Copy word for word the part of the entries below that opens with the line containing "Annotation task — identify one point per instance of the palm" and runs through the last of the entries, keeping both ends.

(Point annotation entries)
----

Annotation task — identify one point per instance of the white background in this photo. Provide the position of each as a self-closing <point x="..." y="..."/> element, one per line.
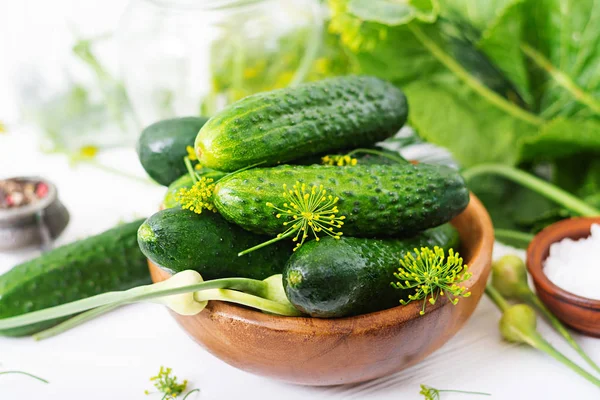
<point x="113" y="357"/>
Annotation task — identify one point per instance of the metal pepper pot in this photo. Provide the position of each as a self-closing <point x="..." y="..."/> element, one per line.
<point x="37" y="223"/>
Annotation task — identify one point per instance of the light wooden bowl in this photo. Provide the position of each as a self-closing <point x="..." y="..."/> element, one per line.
<point x="312" y="351"/>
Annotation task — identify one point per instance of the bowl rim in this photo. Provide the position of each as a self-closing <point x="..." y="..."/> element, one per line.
<point x="30" y="209"/>
<point x="540" y="246"/>
<point x="364" y="322"/>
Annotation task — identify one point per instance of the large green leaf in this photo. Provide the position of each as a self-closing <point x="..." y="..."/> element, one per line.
<point x="565" y="34"/>
<point x="496" y="30"/>
<point x="563" y="137"/>
<point x="449" y="115"/>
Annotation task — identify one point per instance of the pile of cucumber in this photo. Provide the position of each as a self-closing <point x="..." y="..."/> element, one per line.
<point x="368" y="210"/>
<point x="254" y="147"/>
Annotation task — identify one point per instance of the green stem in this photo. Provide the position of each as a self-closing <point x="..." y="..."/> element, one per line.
<point x="24" y="373"/>
<point x="536" y="184"/>
<point x="538" y="342"/>
<point x="249" y="300"/>
<point x="190" y="392"/>
<point x="465" y="392"/>
<point x="561" y="78"/>
<point x="399" y="159"/>
<point x="128" y="296"/>
<point x="190" y="169"/>
<point x="533" y="300"/>
<point x="268" y="242"/>
<point x="497" y="298"/>
<point x="509" y="235"/>
<point x="74" y="321"/>
<point x="485" y="92"/>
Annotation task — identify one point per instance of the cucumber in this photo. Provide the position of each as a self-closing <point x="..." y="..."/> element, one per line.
<point x="106" y="262"/>
<point x="313" y="118"/>
<point x="162" y="147"/>
<point x="178" y="239"/>
<point x="377" y="200"/>
<point x="352" y="276"/>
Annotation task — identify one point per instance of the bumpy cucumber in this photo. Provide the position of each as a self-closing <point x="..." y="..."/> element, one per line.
<point x="377" y="200"/>
<point x="351" y="276"/>
<point x="313" y="118"/>
<point x="162" y="146"/>
<point x="106" y="262"/>
<point x="178" y="239"/>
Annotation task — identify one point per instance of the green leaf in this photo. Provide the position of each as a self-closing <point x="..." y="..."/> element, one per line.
<point x="393" y="12"/>
<point x="496" y="27"/>
<point x="566" y="34"/>
<point x="562" y="137"/>
<point x="454" y="117"/>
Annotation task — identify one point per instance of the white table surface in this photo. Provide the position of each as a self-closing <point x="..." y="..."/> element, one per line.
<point x="113" y="356"/>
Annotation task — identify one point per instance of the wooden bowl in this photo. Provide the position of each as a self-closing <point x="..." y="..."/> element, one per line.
<point x="313" y="351"/>
<point x="578" y="312"/>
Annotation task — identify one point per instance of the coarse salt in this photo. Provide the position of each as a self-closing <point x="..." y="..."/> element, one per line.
<point x="574" y="265"/>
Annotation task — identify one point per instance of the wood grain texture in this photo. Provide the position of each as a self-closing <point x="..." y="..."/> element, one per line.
<point x="578" y="312"/>
<point x="312" y="351"/>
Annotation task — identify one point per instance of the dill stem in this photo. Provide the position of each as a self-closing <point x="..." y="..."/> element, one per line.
<point x="497" y="298"/>
<point x="531" y="298"/>
<point x="24" y="373"/>
<point x="536" y="184"/>
<point x="264" y="244"/>
<point x="399" y="159"/>
<point x="538" y="342"/>
<point x="464" y="392"/>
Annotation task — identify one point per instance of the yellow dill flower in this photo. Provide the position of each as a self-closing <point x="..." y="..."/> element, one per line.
<point x="191" y="153"/>
<point x="165" y="383"/>
<point x="88" y="151"/>
<point x="431" y="275"/>
<point x="198" y="197"/>
<point x="308" y="210"/>
<point x="340" y="161"/>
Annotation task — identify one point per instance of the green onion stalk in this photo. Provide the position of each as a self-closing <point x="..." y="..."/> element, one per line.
<point x="518" y="325"/>
<point x="509" y="278"/>
<point x="185" y="293"/>
<point x="548" y="190"/>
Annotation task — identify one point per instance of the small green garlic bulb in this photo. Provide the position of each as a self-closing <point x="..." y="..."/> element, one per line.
<point x="509" y="276"/>
<point x="518" y="323"/>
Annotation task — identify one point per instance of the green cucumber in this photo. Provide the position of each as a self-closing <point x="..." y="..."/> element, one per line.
<point x="186" y="182"/>
<point x="162" y="147"/>
<point x="376" y="200"/>
<point x="178" y="239"/>
<point x="352" y="276"/>
<point x="106" y="262"/>
<point x="313" y="118"/>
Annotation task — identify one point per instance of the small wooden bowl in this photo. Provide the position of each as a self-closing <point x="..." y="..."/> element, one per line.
<point x="313" y="351"/>
<point x="578" y="312"/>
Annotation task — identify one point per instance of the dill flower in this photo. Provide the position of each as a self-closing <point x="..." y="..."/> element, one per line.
<point x="198" y="197"/>
<point x="308" y="210"/>
<point x="431" y="275"/>
<point x="339" y="160"/>
<point x="167" y="384"/>
<point x="191" y="153"/>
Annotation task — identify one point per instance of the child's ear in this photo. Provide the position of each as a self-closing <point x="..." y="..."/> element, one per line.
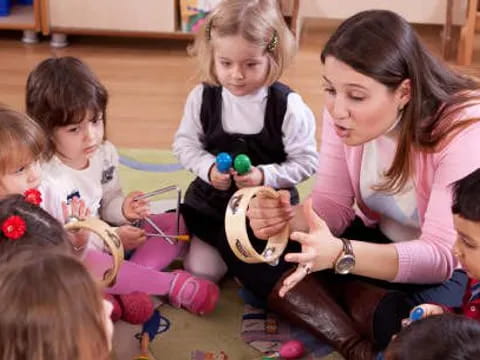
<point x="404" y="92"/>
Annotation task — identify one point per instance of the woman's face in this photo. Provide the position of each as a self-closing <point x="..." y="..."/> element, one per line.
<point x="361" y="107"/>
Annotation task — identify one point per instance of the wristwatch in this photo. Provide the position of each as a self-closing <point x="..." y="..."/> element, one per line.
<point x="346" y="260"/>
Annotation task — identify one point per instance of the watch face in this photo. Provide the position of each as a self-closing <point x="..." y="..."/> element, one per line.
<point x="345" y="264"/>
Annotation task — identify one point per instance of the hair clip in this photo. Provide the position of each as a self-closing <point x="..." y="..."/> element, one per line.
<point x="272" y="45"/>
<point x="33" y="196"/>
<point x="208" y="30"/>
<point x="14" y="227"/>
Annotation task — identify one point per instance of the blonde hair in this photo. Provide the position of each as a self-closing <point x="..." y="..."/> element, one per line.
<point x="257" y="21"/>
<point x="22" y="140"/>
<point x="50" y="308"/>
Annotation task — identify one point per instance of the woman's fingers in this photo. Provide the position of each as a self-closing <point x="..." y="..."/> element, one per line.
<point x="294" y="278"/>
<point x="301" y="258"/>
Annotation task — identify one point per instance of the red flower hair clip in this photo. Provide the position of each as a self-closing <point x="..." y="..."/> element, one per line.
<point x="14" y="227"/>
<point x="33" y="196"/>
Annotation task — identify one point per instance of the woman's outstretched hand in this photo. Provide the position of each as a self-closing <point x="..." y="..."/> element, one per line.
<point x="268" y="216"/>
<point x="320" y="249"/>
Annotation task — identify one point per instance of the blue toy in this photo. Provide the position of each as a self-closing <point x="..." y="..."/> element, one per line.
<point x="224" y="162"/>
<point x="417" y="314"/>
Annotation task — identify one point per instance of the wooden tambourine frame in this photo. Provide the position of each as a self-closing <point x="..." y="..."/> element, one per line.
<point x="236" y="228"/>
<point x="109" y="237"/>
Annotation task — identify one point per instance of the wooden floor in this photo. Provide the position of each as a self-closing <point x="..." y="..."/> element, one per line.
<point x="149" y="79"/>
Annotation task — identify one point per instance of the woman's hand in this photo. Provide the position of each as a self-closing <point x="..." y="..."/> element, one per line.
<point x="220" y="181"/>
<point x="131" y="236"/>
<point x="268" y="216"/>
<point x="320" y="249"/>
<point x="253" y="178"/>
<point x="135" y="209"/>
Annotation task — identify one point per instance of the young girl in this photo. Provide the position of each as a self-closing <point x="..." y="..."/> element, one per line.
<point x="39" y="276"/>
<point x="240" y="108"/>
<point x="21" y="151"/>
<point x="196" y="295"/>
<point x="36" y="284"/>
<point x="23" y="224"/>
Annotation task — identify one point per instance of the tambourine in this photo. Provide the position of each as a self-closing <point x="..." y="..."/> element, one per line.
<point x="109" y="237"/>
<point x="236" y="228"/>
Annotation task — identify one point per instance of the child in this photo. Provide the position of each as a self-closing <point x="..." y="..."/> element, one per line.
<point x="466" y="218"/>
<point x="69" y="103"/>
<point x="23" y="144"/>
<point x="240" y="108"/>
<point x="438" y="337"/>
<point x="23" y="224"/>
<point x="42" y="315"/>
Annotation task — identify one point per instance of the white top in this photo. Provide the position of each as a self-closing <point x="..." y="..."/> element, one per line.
<point x="399" y="218"/>
<point x="98" y="185"/>
<point x="246" y="115"/>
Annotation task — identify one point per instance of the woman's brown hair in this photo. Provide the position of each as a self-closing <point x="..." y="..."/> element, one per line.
<point x="22" y="140"/>
<point x="63" y="91"/>
<point x="382" y="45"/>
<point x="50" y="308"/>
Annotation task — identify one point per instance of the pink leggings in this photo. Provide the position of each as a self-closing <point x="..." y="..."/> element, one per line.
<point x="143" y="271"/>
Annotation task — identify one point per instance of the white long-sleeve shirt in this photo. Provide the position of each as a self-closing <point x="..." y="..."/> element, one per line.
<point x="246" y="115"/>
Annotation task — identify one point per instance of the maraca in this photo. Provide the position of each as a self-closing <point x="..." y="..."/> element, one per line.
<point x="417" y="314"/>
<point x="242" y="164"/>
<point x="223" y="162"/>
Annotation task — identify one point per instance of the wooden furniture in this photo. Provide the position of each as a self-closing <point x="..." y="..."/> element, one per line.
<point x="148" y="18"/>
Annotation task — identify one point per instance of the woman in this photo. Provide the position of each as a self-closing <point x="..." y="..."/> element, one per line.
<point x="398" y="129"/>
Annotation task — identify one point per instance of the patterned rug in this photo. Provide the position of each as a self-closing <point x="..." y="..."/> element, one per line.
<point x="234" y="331"/>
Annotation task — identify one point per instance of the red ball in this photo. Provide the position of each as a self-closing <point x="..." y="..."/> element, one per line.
<point x="137" y="307"/>
<point x="117" y="310"/>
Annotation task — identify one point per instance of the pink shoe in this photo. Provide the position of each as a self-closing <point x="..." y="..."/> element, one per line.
<point x="199" y="296"/>
<point x="117" y="309"/>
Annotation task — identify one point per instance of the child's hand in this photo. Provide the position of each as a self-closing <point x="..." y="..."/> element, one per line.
<point x="135" y="209"/>
<point x="253" y="178"/>
<point x="219" y="180"/>
<point x="75" y="209"/>
<point x="131" y="236"/>
<point x="428" y="310"/>
<point x="79" y="239"/>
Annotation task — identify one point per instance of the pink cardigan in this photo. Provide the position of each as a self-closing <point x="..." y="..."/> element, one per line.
<point x="428" y="259"/>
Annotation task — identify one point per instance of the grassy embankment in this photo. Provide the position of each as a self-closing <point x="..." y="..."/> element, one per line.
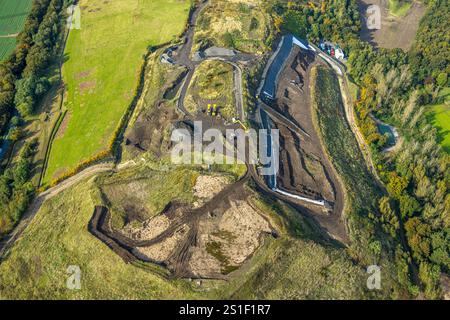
<point x="12" y="20"/>
<point x="399" y="8"/>
<point x="213" y="83"/>
<point x="102" y="71"/>
<point x="288" y="267"/>
<point x="369" y="245"/>
<point x="439" y="116"/>
<point x="242" y="25"/>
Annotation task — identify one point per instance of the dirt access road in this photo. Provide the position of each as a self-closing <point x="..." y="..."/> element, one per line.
<point x="183" y="58"/>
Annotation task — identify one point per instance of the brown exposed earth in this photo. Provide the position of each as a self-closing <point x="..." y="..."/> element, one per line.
<point x="395" y="32"/>
<point x="209" y="241"/>
<point x="304" y="168"/>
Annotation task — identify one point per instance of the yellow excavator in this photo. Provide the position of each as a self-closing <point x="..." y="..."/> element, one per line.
<point x="212" y="110"/>
<point x="246" y="129"/>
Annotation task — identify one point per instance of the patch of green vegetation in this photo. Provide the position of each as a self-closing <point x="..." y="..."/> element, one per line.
<point x="362" y="192"/>
<point x="212" y="83"/>
<point x="287" y="267"/>
<point x="439" y="117"/>
<point x="140" y="193"/>
<point x="7" y="46"/>
<point x="340" y="141"/>
<point x="36" y="267"/>
<point x="101" y="72"/>
<point x="14" y="14"/>
<point x="242" y="25"/>
<point x="399" y="8"/>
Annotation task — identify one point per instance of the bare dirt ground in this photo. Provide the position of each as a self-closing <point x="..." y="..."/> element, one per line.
<point x="395" y="32"/>
<point x="209" y="241"/>
<point x="304" y="167"/>
<point x="206" y="187"/>
<point x="148" y="133"/>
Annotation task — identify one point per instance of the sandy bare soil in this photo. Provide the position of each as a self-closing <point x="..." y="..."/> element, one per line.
<point x="208" y="241"/>
<point x="206" y="187"/>
<point x="395" y="32"/>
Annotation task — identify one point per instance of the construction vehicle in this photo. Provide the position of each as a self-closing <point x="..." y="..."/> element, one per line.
<point x="212" y="110"/>
<point x="246" y="129"/>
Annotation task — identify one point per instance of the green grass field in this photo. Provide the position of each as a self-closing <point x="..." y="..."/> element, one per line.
<point x="399" y="8"/>
<point x="240" y="24"/>
<point x="12" y="19"/>
<point x="102" y="70"/>
<point x="439" y="116"/>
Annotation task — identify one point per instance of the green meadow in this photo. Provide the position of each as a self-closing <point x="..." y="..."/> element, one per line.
<point x="101" y="71"/>
<point x="439" y="116"/>
<point x="12" y="19"/>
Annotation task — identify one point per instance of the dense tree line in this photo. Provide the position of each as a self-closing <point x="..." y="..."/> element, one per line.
<point x="23" y="79"/>
<point x="395" y="86"/>
<point x="335" y="20"/>
<point x="16" y="191"/>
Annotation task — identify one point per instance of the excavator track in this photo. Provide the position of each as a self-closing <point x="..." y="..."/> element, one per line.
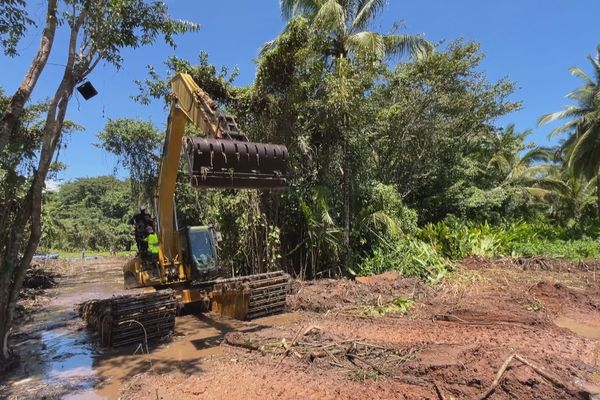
<point x="132" y="319"/>
<point x="258" y="295"/>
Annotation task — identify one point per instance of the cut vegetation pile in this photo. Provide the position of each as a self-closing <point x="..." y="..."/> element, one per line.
<point x="490" y="330"/>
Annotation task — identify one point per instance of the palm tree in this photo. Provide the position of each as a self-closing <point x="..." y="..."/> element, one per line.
<point x="346" y="23"/>
<point x="343" y="26"/>
<point x="569" y="195"/>
<point x="518" y="163"/>
<point x="582" y="146"/>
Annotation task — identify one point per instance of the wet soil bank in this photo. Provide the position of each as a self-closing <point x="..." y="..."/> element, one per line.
<point x="383" y="337"/>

----

THE REPLY:
Annotation task — identify one point per instance of the palm tree in this photo. Provide the position of each as a self-closing <point x="..." y="..."/> element, one per line.
<point x="346" y="23"/>
<point x="343" y="26"/>
<point x="569" y="195"/>
<point x="518" y="163"/>
<point x="582" y="146"/>
Annotation task — identify one point per instance of the wet soil bank in this photo. Provide the position of each as a self-closing <point x="..." y="..."/> element, one per line.
<point x="383" y="337"/>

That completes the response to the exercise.